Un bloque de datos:
-=-=-=-=-

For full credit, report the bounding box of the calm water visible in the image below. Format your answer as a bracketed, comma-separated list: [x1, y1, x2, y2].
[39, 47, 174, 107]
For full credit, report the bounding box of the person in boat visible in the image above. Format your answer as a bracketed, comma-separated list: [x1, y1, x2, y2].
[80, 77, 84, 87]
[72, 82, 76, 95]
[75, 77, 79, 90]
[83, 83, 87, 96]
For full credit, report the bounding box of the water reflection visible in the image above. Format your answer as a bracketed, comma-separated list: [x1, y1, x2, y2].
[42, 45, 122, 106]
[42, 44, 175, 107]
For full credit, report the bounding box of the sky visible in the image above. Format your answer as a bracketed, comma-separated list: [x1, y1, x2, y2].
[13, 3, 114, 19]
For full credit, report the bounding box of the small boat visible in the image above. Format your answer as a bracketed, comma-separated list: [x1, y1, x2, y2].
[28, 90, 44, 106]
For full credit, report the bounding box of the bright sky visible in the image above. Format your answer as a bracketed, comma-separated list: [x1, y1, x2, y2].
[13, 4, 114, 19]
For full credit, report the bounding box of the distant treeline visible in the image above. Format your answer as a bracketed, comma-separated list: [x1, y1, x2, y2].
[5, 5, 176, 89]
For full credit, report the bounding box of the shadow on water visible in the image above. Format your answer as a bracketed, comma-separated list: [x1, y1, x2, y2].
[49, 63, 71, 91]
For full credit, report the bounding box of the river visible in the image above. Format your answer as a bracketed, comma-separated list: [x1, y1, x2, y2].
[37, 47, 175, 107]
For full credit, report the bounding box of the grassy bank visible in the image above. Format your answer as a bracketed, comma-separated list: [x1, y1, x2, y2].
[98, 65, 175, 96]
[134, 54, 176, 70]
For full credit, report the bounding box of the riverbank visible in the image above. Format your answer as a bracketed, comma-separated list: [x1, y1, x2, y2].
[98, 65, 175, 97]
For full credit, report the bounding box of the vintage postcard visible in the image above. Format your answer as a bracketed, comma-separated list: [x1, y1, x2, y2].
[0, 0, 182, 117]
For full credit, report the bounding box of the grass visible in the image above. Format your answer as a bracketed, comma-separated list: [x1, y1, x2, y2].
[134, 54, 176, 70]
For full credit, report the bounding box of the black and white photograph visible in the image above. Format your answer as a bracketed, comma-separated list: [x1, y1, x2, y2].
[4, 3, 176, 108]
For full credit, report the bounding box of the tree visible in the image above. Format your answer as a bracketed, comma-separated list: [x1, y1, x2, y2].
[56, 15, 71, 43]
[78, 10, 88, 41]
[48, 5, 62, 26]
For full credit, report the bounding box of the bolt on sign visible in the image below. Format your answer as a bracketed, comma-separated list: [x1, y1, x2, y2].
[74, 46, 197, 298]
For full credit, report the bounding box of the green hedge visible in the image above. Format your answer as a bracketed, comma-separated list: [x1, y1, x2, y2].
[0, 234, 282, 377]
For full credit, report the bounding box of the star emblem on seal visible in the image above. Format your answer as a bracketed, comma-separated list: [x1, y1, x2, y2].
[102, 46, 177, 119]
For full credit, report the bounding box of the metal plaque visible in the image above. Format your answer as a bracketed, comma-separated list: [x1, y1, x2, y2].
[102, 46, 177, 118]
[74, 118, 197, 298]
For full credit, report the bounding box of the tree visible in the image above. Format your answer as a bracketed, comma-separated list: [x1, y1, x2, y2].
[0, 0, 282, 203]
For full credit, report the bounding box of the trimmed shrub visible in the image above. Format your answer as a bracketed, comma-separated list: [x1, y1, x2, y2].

-=-=-=-=-

__Tarea propuesta__
Edita todas las filas de arriba sustituyendo "For full credit" por "For full marks" y deja todo lo demás igual.

__Problema resuelto__
For full marks, report the bounding box of the calm water visible in the image below. Format your answer as a bracketed, comma-separated list: [x1, y1, x2, y2].
[39, 47, 174, 107]
For full marks, report the bounding box of the person in boat visible in the image above. Format your answer as a bracketed, comma-separated list: [x1, y1, x2, y2].
[80, 77, 84, 87]
[72, 82, 76, 95]
[75, 77, 79, 90]
[83, 83, 87, 96]
For full marks, report the bounding box of the water reflection visible in the image above. Format your answer as a bracketed, comma-separated list: [x1, y1, x2, y2].
[42, 45, 122, 106]
[42, 44, 175, 107]
For full marks, report the bounding box of the sky visible in the image above. Format your answer as a bracketed, comma-separated list: [x1, y1, x2, y2].
[13, 3, 114, 19]
For full marks, report the bounding box of the small boat visible in the image above. Format your answer as a bracketed, comma-separated list: [x1, y1, x2, y2].
[28, 90, 44, 106]
For full marks, report the bounding box of the bright sky visible in the image above. Format your answer as a bracketed, comma-separated list: [x1, y1, x2, y2].
[13, 4, 114, 19]
For full marks, report the bounding box of the distant treeline visible in the image above. Format your answer as a bracketed, comma-separated list: [x1, y1, x2, y2].
[5, 5, 176, 89]
For full marks, report the bounding box of the shadow on water visible in the image above. Format your answer as a bracketed, comma-separated list: [x1, y1, x2, y2].
[49, 63, 71, 91]
For full marks, report the bounding box of the river visible in the image above. Format your answer as a bracketed, comma-separated list: [x1, y1, x2, y2].
[37, 47, 175, 107]
For full marks, report the bounding box of the grassy bank visible in the image above. Format your answer as a bracketed, comma-separated list: [x1, y1, x2, y2].
[98, 65, 175, 96]
[134, 54, 176, 70]
For full marks, report the bounding box of the riverbank visible in the image above. Format your answer as a bracketed, comma-separated list: [x1, y1, x2, y2].
[98, 65, 175, 97]
For full marks, report the bounding box of the vintage postcard visible in the image above. Format your answer as a bracketed, comma-separated list: [x1, y1, x2, y2].
[0, 0, 182, 117]
For full marks, report the bounding box of the grass visible in the image above. Format your answer as a bracketed, comma-separated list: [x1, y1, x2, y2].
[134, 54, 176, 70]
For full marks, report the bounding box of the black and white photograph visible in the image above. Format your answer as a bracketed, comma-separated list: [x1, y1, x2, y2].
[4, 3, 176, 108]
For full marks, report the bounding box of the tree visible in the image above. Format your answer as a bracketed, comma-separated list: [x1, y1, x2, y2].
[56, 15, 71, 43]
[78, 10, 88, 41]
[48, 5, 62, 26]
For full marks, report the bounding box of the bolt on sign visible in the image below. Format your answer as a bracketed, comma-separated list: [x1, y1, x2, y2].
[74, 46, 197, 298]
For full marks, report the bounding box of the green hedge visible in the image above. Format your answer as a bracketed, comma-separated list: [x1, y1, x2, y2].
[0, 234, 282, 377]
For full marks, report the bounding box of the star emblem on seal visible in the image above. Format your answer as a bracketed, comma-separated list: [x1, y1, x2, y2].
[102, 46, 177, 119]
For full marks, report the bounding box of the metal plaque visible in the image above. Format your answer as a bracketed, comma-separated list: [x1, y1, x2, y2].
[102, 46, 177, 118]
[74, 118, 197, 298]
For full marks, report the bounding box of the tree visible in the image above. Format your answer as a bracketed, comma-separated list: [x1, y1, x2, y2].
[0, 0, 282, 203]
For full marks, report the bounding box of the trimmed shrub visible in the image above. Format your answer as a bracketed, comma-separated list: [x1, y1, x2, y2].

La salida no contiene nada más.